Section 230 and its analogues elsewhere were crafted to solve what might be called the “moderator’s dilemma”. In the mid-1990s regulators worried that online firms would refrain from policing their services for fear this would make them liable for the content and open them up to costly lawsuits. To solve this problem, section 230 stipulated that, even if firms moderated content, they could not be held liable for it. It does not, however, eliminate all liability for online content. Material that is copyrighted or violates federal criminal law must still be taken down. And those posting offending content can be sued, though this is often difficult and costly.

Much has changed since the CDA was passed in 1996. Few predicted back then the flood of invective and misinformation that now sloshes around online. Nor did they guess that social-media firms, fixated on growth and profitability, would do little to stem the tide until the negative effects became too egregious to deny. Big tech firms now employ armies of moderators and use artificial intelligence to police their services, but governments, particularly in Europe, want them to do more. Meanwhile, civil libertarians worry about the stifling impact on free speech. (And so, he claims, does Mr Trump.)

Section 230 and similar regulations have already gone through one round of mini-reforms. In May 2016 the European Union (EU) agreed to a “Code of Conduct” with Facebook, Microsoft, Twitter and YouTube to counter online hate speech. It includes a commitment to deal with most offensive content within 24 hours. In 2017 Germany made compliance with such rules mandatory, while giving firms some leeway in how they apply them. And in 2018 Congress added communications that promote sex-trafficking to the list of content that is exempt from immunity.

_Given records_:
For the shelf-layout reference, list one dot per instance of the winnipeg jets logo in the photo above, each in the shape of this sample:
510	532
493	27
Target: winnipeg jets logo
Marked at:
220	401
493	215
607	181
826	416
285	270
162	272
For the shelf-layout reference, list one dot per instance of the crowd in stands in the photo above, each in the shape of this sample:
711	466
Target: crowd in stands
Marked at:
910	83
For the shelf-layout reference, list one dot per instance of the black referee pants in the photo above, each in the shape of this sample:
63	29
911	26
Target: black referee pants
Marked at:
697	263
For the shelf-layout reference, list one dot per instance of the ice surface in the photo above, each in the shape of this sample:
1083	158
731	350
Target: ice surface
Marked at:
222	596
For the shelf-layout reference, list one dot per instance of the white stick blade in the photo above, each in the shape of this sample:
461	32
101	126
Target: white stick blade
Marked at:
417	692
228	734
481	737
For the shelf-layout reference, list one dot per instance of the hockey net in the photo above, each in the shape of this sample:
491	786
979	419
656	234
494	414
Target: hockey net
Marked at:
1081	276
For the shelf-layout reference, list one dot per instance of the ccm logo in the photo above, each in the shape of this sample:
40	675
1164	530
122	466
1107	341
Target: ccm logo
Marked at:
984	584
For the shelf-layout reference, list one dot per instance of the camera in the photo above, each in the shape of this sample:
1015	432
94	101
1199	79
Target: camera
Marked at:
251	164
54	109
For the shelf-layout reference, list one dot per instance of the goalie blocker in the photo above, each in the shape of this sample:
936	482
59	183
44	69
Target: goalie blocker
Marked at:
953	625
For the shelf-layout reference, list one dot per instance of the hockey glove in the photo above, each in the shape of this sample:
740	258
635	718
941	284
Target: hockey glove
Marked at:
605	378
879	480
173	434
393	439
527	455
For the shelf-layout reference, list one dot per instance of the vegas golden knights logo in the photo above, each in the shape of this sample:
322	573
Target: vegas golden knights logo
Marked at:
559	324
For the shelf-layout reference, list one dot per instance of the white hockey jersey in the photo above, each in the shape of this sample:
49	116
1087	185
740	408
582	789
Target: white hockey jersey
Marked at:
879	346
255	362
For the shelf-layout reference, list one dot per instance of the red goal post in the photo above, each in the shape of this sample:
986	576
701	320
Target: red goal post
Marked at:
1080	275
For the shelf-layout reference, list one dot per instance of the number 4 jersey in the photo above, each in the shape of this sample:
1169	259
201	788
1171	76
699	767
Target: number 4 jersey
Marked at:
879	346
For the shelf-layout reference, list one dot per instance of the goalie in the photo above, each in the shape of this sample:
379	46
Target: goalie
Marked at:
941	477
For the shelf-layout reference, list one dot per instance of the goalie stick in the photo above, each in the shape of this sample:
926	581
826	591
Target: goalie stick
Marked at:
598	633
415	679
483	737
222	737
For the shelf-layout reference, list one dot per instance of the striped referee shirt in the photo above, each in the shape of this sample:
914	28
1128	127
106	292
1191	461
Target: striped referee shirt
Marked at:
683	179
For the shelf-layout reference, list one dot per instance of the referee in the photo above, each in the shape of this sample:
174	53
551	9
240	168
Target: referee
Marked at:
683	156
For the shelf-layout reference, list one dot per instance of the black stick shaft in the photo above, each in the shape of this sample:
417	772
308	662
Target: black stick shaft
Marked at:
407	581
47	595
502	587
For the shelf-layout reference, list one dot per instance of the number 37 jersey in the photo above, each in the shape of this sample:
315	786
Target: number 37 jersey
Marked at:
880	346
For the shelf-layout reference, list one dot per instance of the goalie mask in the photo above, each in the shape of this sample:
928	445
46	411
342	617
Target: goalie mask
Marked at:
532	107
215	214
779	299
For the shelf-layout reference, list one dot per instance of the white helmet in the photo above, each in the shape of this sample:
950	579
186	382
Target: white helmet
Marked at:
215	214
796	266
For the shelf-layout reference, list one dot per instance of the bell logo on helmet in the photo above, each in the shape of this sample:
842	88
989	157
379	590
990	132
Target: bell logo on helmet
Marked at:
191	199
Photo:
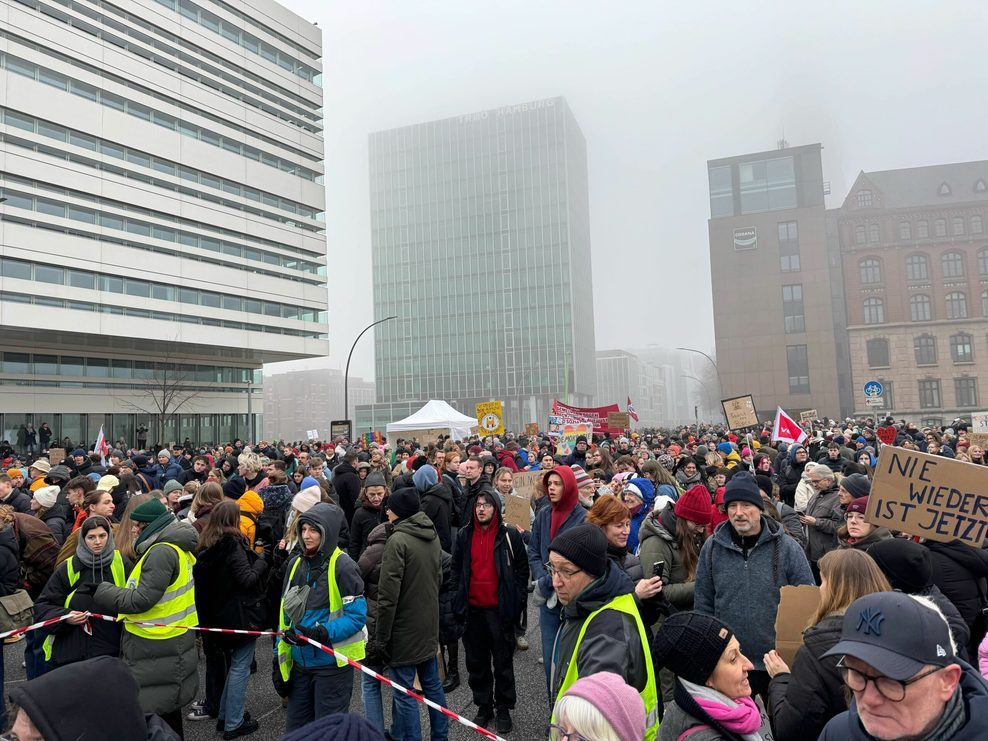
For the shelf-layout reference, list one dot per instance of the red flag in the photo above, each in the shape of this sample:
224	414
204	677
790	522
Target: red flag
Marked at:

_Your assignment_:
Copy out the passage on Section 230 above word for word, from "Section 230 and its" to "difficult and costly.".

_Solution_:
Section 230 and its analogues elsewhere were crafted to solve what might be called the “moderator’s dilemma”. In the mid-1990s regulators worried that online firms would refrain from policing their services for fear this would make them liable for the content and open them up to costly lawsuits. To solve this problem, section 230 stipulated that, even if firms moderated content, they could not be held liable for it. It does not, however, eliminate all liability for online content. Material that is copyrighted or violates federal criminal law must still be taken down. And those posting offending content can be sued, though this is often difficult and costly.